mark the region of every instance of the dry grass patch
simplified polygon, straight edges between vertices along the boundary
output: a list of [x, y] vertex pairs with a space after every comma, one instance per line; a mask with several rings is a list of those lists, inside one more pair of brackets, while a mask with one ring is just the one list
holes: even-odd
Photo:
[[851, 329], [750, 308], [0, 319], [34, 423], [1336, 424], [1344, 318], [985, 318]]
- - - - - - -
__TASK INSTRUCTIONS__
Filter the records above for lines containing the word "instance", and copy those lines.

__TASK RESULT__
mark the region of every instance of the dry grass patch
output: a list of [x, y] vertex pairs with a space after every comma, one instance per line; a mask with several rings is a list of those lists, inside one more pair of brackets, while a mask with one ring is just the one list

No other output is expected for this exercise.